***** Okuma parçası

- Makaleyi Paylaş
- Facebook'ta Paylaş
- Twitter'da Paylaş
- 20 July 2018, Friday 20:52
- 3324 kez okundu
Konuk Yazar / Korkut BORATAV
AKP iktidarı, yeni yönetime ağır ekonomik sorunlar devretmektedir.
“Hangi yeni yönetim?” sorusuna kısa yanıt şudur: Anayasa değişikliği ile 24 Haziran sonuçları, parlamenter düzeni tarihe karıştırmıştır. Cumhuriyet kurumlarını topluca dönüştürmeyi hedefleyen bir rejim değişikliği sürecindeyiz. Bazıları, “otoriter, popülist yönetim” terimlerini kullanıyorlar. Bana göre, İslamcı faşizm en doğrusudur.
Yeni rejime ekonomik köstekler
Hedeflenen dönüşümün önünde halâ önemli engeller var. Yeni iktidarın kurumlaşması, yerleşmesi gerek. Bu güçlüklere iktisadî engeller de eklenmektedir: Küçülmeye başlayan bir ekonomi ve sert bir finansal kriz olasılığı…
Bu ekonomik güçlüklere belirleyici katkı yapmış olan Cumhurbaşkanı bugün ciddi bir açmazla karşı karşıyadır: Ülke üzerindeki iktidarını paylaşmamak için Mart 2019 belediye seçimlerini de kazanmalıdır. Bu nedenle ve mümkünse ekonomik küçülme ertelenmeli; o tarihe kadar finansal kriz patlak vermemelidir.
Küçülen bir ekonominin yarattığı siyasî güçlükleri, Cumhurbaşkanı bizzat yaşadı: Türkiye ekonomisi 2008’in sonlarında uluslararası bunalımın etkisi altında küçülmeye başladı. Finansal bir kriz patlak vermedi, ama milli gelir Ocak-Mart 2009’de yüzde 14,7 oranında düştü.Mart 2009 yerel seçimlerinde de AKP’nin Türkiye oy toplamı yüzde 38’e düştü.Küçülen ekonominin siyasî maliyeti, 2007 genel seçimlerine göre 4 puanlık oy kaybı oldu.

**********

Çalışmanın amacı: Okuma parçasında “- Makaleyi Paylaş” sözlerinden başlayıp aşağıya doğru “faşizm en doğrusudur.” sözlerine kadar olan her şeyi, hiçbir yerini değiştirmeden aynen tekrarla.

***** Verilen bilgiler

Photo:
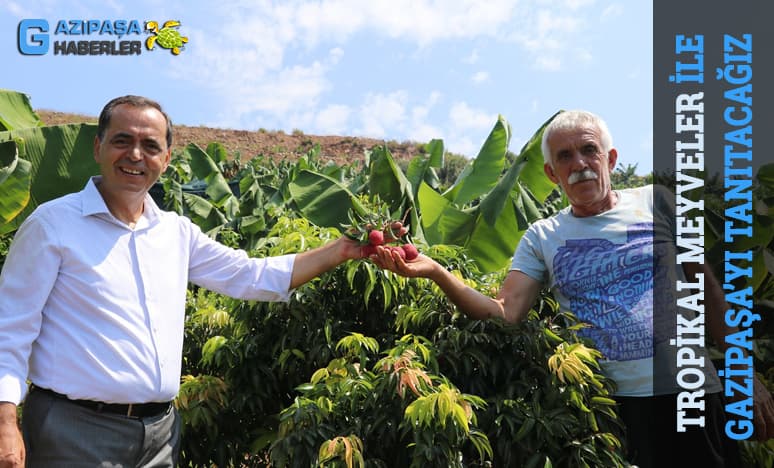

**********

Çıktı:
- Makaleyi Paylaş
- Facebook'ta Paylaş
- Twitter'da Paylaş
- 20 July 2018, Friday 20:52
- 3324 kez okundu
Konuk Yazar / Korkut BORATAV
AKP iktidarı, yeni yönetime ağır ekonomik sorunlar devretmektedir.
“Hangi yeni yönetim?” sorusuna kısa yanıt şudur: Anayasa değişikliği ile 24 Haziran sonuçları, parlamenter düzeni tarihe karıştırmıştır. Cumhuriyet kurumlarını topluca dönüştürmeyi hedefleyen bir rejim değişikliği sürecindeyiz. Bazıları, “otoriter, popülist yönetim” terimlerini kullanıyorlar. Bana göre, İslamcı faşizm en doğrusudur.